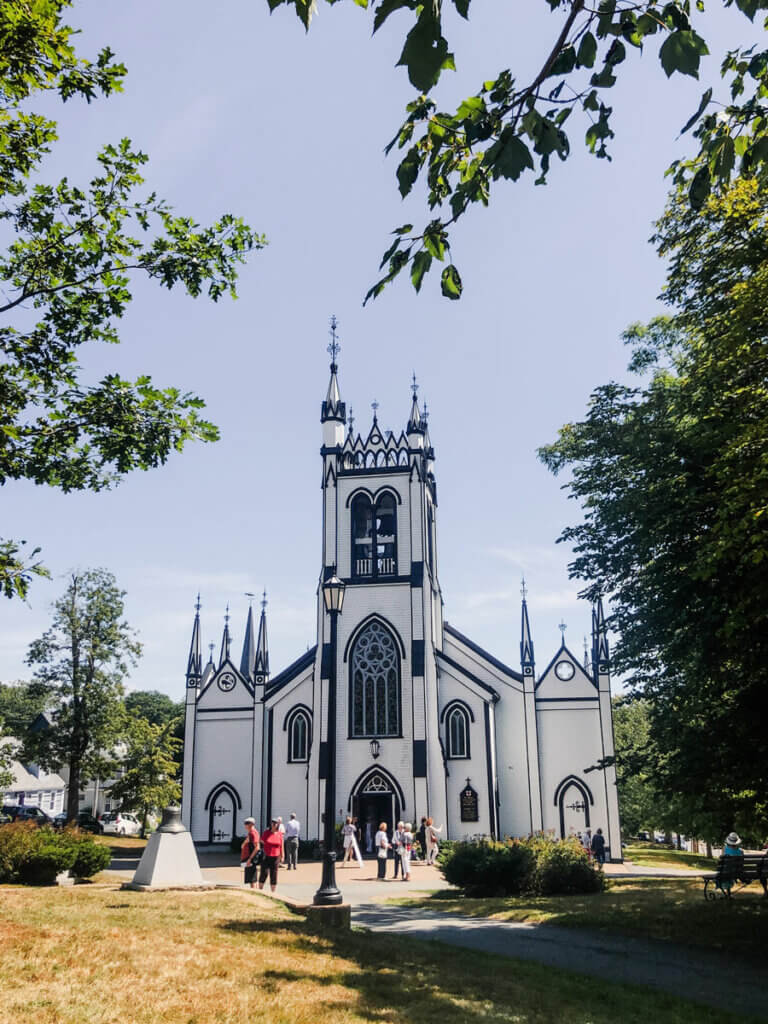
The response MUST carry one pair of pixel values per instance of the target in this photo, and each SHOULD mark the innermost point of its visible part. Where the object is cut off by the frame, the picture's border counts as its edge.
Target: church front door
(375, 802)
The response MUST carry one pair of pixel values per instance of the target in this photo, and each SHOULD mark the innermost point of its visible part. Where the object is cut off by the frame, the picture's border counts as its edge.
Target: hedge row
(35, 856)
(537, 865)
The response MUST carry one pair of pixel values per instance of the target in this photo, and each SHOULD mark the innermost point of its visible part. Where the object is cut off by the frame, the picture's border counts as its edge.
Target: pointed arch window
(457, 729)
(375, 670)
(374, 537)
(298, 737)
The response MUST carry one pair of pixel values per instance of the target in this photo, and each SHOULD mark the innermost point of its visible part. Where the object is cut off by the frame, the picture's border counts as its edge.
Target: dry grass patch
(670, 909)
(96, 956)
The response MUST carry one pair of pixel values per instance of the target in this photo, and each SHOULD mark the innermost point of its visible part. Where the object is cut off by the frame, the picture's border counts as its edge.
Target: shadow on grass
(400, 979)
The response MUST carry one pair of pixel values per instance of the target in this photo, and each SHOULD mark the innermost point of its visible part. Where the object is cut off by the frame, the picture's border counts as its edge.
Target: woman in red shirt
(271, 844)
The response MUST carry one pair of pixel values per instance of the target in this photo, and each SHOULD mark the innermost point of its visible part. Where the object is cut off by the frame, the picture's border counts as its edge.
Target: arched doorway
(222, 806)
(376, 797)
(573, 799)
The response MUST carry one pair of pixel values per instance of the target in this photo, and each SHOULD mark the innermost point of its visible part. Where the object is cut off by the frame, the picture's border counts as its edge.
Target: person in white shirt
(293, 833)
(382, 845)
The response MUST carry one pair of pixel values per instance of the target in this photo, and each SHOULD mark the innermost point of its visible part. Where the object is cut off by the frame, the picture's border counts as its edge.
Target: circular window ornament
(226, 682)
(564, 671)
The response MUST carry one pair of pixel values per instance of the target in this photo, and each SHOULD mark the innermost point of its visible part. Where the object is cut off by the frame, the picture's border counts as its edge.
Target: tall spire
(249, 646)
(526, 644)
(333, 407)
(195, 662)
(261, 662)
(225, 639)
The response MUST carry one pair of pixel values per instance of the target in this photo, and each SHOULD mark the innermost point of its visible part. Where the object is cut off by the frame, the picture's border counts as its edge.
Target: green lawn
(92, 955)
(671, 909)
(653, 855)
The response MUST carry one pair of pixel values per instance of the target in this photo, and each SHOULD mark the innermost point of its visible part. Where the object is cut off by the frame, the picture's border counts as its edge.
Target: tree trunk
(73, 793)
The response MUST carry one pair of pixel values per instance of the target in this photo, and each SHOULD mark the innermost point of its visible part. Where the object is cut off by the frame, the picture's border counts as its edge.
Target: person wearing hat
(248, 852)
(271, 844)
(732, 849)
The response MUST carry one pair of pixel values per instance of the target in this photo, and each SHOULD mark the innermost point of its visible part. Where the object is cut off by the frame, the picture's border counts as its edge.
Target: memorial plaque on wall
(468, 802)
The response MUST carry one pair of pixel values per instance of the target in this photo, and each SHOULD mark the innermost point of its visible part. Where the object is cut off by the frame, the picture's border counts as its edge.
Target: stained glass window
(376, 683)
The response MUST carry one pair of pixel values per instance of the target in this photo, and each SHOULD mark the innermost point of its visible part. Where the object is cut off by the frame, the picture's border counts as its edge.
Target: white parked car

========================

Work to be completed:
What you return must match the data above exactly, with no images included.

Exercise result:
The response MUST carry one pair of pixel values per instance of the target in this photo, and each SHOULD mark the innermost point of its visible part. Where the object is cut off by the frame, the picture's border counts as its edge.
Target: church front door
(375, 802)
The response MUST carry one pair of pixel values per instance of the target in this photo, and each SHOULD mark the innermost point of its visible part. Where the object is cut off by the frame, the picture's border counts as its edge.
Target: hedge row
(35, 856)
(537, 865)
The response MUST carry one pair of pixel values per instance of the target in this photo, and each SHOULD mark the innermost point of its visible part. Where the object is cut off by the frame, the picture's border counts as its edge.
Target: pointed arch window
(457, 729)
(375, 670)
(374, 537)
(298, 737)
The response MUST carry one pair of pixel values per instance of the target in this photo, and each SHOULD mark the innermost point of its visible part. Where the object is cut off by the frame, the picture's border counts as its edge.
Target: dry grass patch
(670, 909)
(96, 956)
The response MUST carry one pair of pixel values per instance of the target in this photo, and each SHOULD mark the innermost point of its visible part. Where the object is cut off by the frame, the picture's border counts as its edge.
Target: shadow on grass
(400, 979)
The response MUST carry one pair of pixel values per instance of the target in this photo, and each SHOULD mark the innermost point of its visible part. Where the object is cut off by the frame, the picture's border counts as its edge.
Target: woman in red shirt
(271, 844)
The response MUST carry one pair of pixel values per instance of the target in this photo, and each SHOULD mark the innermost point of its visible part. Where the object is cut off by the frame, the picture's border counts as its edge.
Target: arched doorway
(222, 806)
(376, 797)
(573, 799)
The response MUST carry one pair of pixel values per instance of the target in this photo, and each SHOULD mark the innermost point of its visible part. Where the object is cut off by the frame, the picture's border counts as its edge.
Target: person in white shirt
(293, 833)
(382, 845)
The response MUST carry one pair of pixel values per instance of the target in this photo, and each SHOULD mark the innermost point of its visible part. Where the object is cut off by the frame, the picture's border counts as its edge.
Target: circular window ornament
(226, 682)
(564, 671)
The response MUST carry one pair of pixel values per instance of the target in this photo, and each SHOULD mark the innermost point of its visible part. Where the object is cut off by the frame, the picture's border counts as its edge.
Target: tall spire
(249, 646)
(526, 644)
(333, 407)
(195, 662)
(261, 662)
(225, 639)
The response MUST carry one pair of pixel values per instance of the target in this photo, and each SHOULD mark the innermost point of its visible part. Where the object is cut off by the frame, the picture's border counts as its edge.
Target: green lawn
(92, 955)
(671, 909)
(653, 855)
The response MUST carry one pair of pixel values per instance of the target in this photo, and each SHOULD mark the innermost point of its visible part. Where the object is cut off by the frame, the picture's border counts as its edge.
Target: tree trunk
(73, 793)
The response MUST carry one pair of pixel values per instance of the target in this photo, and each SHOULD mark the innermost point of its visible part. Where the object is cut off by the frame, the picture's border counts as its edge.
Target: person wearing hat
(248, 852)
(271, 844)
(732, 849)
The response MUST carry one pair of pixel values per instance of the target in this photo, and each SHOULD mark the innermost point of its visible part. Where the object is cut off by the frame, the picture's border counts as its edge.
Target: memorial plaque on wall
(468, 802)
The response MUST carry one pair of pixel values per instance of the target in this photo, and each SHOULD mark the innermost point of its visible part. Where the object is cut off by the frame, the picture's border counts as its edge.
Target: stained glass window
(376, 683)
The response MUST carry one pair of pixel values per instance of the target in this photo, and each SHOULD mark the innermost point of its visible part. Where the object is cut off by the frame, the picture's border counts as its edge.
Target: white parked car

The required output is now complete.